- PROBLEM DETAILS
How many lines in the data below contain the string "picture"? Matching is case-sensitive, and the reply should be the number alone.

- EXERCISE INPUT
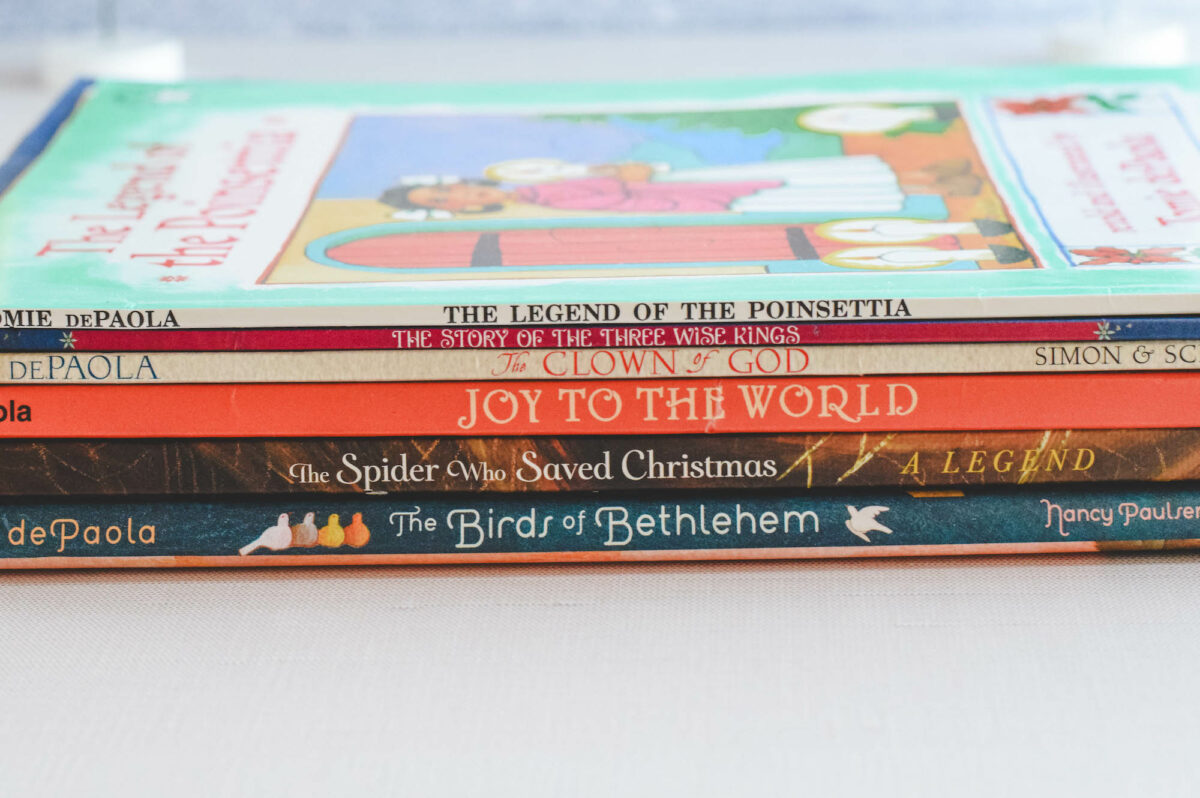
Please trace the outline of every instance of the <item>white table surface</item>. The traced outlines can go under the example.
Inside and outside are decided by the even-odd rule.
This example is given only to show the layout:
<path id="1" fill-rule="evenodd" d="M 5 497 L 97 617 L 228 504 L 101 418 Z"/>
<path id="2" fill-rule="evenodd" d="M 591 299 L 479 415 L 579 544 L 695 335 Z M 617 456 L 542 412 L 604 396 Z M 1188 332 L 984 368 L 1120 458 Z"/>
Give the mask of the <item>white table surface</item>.
<path id="1" fill-rule="evenodd" d="M 0 146 L 48 102 L 10 73 Z M 0 796 L 1184 796 L 1198 749 L 1187 553 L 0 574 Z"/>

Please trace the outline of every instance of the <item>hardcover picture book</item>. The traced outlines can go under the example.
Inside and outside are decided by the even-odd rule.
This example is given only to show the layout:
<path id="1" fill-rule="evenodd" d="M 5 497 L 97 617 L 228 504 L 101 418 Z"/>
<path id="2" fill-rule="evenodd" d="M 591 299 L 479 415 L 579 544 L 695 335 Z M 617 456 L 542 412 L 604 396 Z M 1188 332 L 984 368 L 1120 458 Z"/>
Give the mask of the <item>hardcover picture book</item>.
<path id="1" fill-rule="evenodd" d="M 0 569 L 1200 545 L 1200 71 L 78 84 Z"/>
<path id="2" fill-rule="evenodd" d="M 1120 316 L 1200 299 L 1200 73 L 97 83 L 0 197 L 2 325 Z M 54 122 L 61 121 L 58 126 Z"/>

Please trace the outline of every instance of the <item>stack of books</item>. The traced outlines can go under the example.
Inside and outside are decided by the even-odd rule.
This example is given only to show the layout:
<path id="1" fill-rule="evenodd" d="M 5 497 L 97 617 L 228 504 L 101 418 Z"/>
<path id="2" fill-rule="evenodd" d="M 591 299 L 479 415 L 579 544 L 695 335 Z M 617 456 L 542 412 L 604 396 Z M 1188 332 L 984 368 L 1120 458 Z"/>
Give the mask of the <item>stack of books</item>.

- RESULT OF THE TASK
2